# GIVEN INSTRUCTION
Starting with the line that contains "I'm trying to locate the utility" and going on through the end of the records, write out every line again, adding 8 to each number in the bounding box coordinates and leaving all other text unchanged.

*** DATA SHOWN

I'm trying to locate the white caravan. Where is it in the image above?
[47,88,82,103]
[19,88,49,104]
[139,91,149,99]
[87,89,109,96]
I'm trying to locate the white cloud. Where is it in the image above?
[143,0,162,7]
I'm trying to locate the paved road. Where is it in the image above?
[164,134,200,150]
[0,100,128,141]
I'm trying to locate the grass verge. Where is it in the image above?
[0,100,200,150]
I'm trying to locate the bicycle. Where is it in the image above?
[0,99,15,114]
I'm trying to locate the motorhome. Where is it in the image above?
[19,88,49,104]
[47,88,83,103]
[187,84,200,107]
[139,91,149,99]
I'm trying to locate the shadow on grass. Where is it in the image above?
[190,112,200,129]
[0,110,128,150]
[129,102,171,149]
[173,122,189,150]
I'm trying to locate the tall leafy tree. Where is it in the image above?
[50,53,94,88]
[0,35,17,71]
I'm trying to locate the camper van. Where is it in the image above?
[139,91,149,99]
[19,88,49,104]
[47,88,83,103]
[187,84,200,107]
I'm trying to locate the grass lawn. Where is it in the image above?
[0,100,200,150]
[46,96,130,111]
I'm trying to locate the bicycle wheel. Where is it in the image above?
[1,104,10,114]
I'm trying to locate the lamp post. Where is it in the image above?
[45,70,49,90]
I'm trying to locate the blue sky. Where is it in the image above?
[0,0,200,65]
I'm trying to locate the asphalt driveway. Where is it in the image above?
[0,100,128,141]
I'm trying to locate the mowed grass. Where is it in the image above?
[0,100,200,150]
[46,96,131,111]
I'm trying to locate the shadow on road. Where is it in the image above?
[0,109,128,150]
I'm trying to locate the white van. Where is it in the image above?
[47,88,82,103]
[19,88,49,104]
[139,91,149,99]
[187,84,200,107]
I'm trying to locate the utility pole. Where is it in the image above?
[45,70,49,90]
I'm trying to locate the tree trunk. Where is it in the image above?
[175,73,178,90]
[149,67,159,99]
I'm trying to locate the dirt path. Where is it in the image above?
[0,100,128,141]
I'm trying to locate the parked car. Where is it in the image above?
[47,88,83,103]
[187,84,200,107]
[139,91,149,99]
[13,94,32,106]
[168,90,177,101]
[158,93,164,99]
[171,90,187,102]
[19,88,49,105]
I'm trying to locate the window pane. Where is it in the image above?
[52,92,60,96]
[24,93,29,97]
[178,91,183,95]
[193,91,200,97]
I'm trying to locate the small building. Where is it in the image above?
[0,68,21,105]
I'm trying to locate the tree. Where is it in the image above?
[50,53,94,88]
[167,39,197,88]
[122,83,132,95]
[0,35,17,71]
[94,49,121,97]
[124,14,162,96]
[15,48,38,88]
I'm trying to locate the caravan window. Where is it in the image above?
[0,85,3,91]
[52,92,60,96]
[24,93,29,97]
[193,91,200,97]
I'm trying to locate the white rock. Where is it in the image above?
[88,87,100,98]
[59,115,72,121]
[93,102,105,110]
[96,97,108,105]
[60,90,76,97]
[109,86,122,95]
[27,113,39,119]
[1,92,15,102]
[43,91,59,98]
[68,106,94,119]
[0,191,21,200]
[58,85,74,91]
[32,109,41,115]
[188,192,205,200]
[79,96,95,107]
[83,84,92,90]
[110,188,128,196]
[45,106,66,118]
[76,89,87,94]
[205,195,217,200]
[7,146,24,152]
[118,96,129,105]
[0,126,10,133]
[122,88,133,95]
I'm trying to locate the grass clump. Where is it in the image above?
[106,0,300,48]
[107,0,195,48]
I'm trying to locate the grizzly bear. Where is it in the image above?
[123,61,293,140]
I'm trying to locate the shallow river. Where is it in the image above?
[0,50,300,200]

******

# COMPLETE OUTPUT
I'm trying to locate the utility pole. Where is it in the image above?
[53,78,57,98]
I'm trying to locate the tree trunk. Where is it in the image above?
[183,81,186,98]
[157,75,167,107]
I'm trying to locate the dirt path. Where is it in the image above?
[8,108,136,149]
I'm trying to locate the parked car. Where is it in the image above?
[55,96,91,111]
[195,92,208,115]
[147,99,157,107]
[21,102,40,114]
[176,98,185,109]
[166,101,172,107]
[179,98,195,110]
[27,96,57,113]
I'm trying to locate the window pane. Where is it in the image above?
[60,100,68,104]
[32,101,37,105]
[186,99,191,103]
[201,99,208,105]
I'm trying to locate the small building. Where is it in the image above?
[8,76,29,113]
I'm trying to locate the tree. Where is it in the image above?
[58,61,102,96]
[175,47,205,96]
[130,91,140,103]
[8,43,25,79]
[102,57,129,105]
[132,22,170,104]
[23,56,46,96]
I'm trying to locate the caravan window. Where is it in the image above?
[8,93,11,99]
[60,100,68,104]
[32,101,37,105]
[201,99,208,105]
I'm trying to locate the white rock. Where is it in the image above?
[96,95,108,106]
[67,123,80,129]
[101,110,113,118]
[104,105,116,113]
[68,98,84,105]
[117,94,130,103]
[35,121,47,127]
[9,100,23,110]
[51,99,67,106]
[76,114,102,127]
[8,199,29,208]
[66,93,82,99]
[40,117,49,123]
[196,200,213,208]
[87,104,103,115]
[91,92,100,98]
[118,196,136,204]
[53,114,74,126]
[84,97,95,102]
[213,203,225,208]
[15,154,32,160]
[126,104,137,113]
[8,134,18,141]
[130,96,141,103]
I'm trying to locate the grass clump. Where is it in the image above?
[114,8,308,56]
[115,8,203,56]
I'm trying to locate the grizzly bear. Where is it in the image above?
[131,69,301,148]
I'm trying to locate the shallow river. Where is it in the image above?
[8,58,308,208]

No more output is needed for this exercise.